EXCERPTED TEXT:

— begin —

My first full day in Calcutta. Breakfast in hotel coffee shop, with Hannah Fisher, Uma de Sousa, Gus van Sant, and a Brazilian named Cesare Canova who sent his regards to you, so we must have met him before. In the lobby, ran into 85-year-old Gillo Pontecorvo and his wife, and reminded him that we were eating minestrone in his flat in Cartehegna, Columbia, when the call came that his "The Battle of Algiers" had been nominated for the Oscar.

We went over to the Film Centre, six screens in one complex, where I was asked to introduced "The Sixth Sense." Strange deep-pile plush red carpeting over a very uneven floor, so that I fell over straightaway after stepping onto it. Thought myself clumsy until I observed people staggering all over the theater; the pile caught the tips of their toes.

The film was shown in the wrong aspect ratio, so that the microphone was visible in most scenes. Hannah went out to complain but was not successful. Film well-received. Then to the offices of Ansu Sur, director of the festival, and his assistant Sanjay Gosch, who Hannah says is the brains of the outfit. Mr. Sur found in a cluttered office with an array of telephones, and nothing on the wall but a very large photograph of the Bengal poet Tagore. I told him Tagore had spent two years in Urbana. This drew a blank. Standing behind Mr. Sur was his secretary, a young man who did not have an office of his own, but simply bent forward to answer the telephones and present papers for his boss's approval. Rows of chairs along the walls, occupied by various people who sat and watched, as if it were a waiting room. Box lunches served. Mr. Sur kept picking up a big red telephone and asking his secretary why it did not work.

TV interviews. I did one with a very well-informed journalist, and another with one who was utterly clueless. Uma kept explaining to her who I was, and she kept describing her "assignment," which was to talk about the new Indian films in the festival. Uma told her I had as yet seen none of them. She said in that case I could discuss them "in general terms." Finally she sat me down in front of her camera. "This is a statement-driven show, not a question-driven show," she told me. "Look at the camera, and at the signal from me, start talking." I nodded. She said, "New Indian cinema. Go!"

— end —

RECORD EXTRACTS:
— begin —

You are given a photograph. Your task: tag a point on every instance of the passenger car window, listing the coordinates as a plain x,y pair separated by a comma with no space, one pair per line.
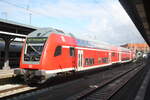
58,51
72,51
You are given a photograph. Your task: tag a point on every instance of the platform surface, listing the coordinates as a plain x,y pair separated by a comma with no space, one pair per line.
6,73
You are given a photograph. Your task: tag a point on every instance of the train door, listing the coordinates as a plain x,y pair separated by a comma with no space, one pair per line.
80,59
120,56
110,57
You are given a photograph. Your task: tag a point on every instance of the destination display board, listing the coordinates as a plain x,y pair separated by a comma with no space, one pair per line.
36,39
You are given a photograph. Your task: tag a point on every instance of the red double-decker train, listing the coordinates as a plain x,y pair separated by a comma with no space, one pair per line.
48,52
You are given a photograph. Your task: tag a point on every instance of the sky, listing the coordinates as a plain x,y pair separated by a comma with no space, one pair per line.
101,20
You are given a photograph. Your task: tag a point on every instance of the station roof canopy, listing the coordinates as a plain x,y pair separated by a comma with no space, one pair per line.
139,12
14,29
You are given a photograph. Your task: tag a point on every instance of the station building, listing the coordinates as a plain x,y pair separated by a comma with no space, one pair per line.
143,47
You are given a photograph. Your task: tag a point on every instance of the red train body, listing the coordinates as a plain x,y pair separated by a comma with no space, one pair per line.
48,52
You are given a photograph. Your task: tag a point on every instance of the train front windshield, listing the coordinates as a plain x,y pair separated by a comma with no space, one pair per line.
33,49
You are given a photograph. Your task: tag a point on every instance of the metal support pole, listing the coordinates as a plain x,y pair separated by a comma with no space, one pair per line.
6,49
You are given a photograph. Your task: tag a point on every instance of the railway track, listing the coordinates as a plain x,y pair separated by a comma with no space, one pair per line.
10,89
57,91
105,90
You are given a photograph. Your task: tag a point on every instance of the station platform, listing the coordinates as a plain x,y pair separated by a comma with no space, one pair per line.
7,73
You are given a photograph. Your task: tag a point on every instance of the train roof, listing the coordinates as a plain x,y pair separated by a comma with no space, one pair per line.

— end —

REQUIREMENT 1: Revise the Calcutta festival diary from the passage starting at "We went over" and ending at "of their toes.", substituting "auditorium" for "theater".
REQUIREMENT 2: Translate this sentence from the Calcutta festival diary into French: "The film was shown in the wrong aspect ratio, so that the microphone was visible in most scenes."
The data were obtained from a separate source.

PROBLEM SOLUTION 1:
We went over to the Film Centre, six screens in one complex, where I was asked to introduced "The Sixth Sense." Strange deep-pile plush red carpeting over a very uneven floor, so that I fell over straightaway after stepping onto it. Thought myself clumsy until I observed people staggering all over the auditorium; the pile caught the tips of their toes.

PROBLEM SOLUTION 2: Le film a été projeté dans le mauvais format d'image, si bien que le micro était visible dans la plupart des scènes.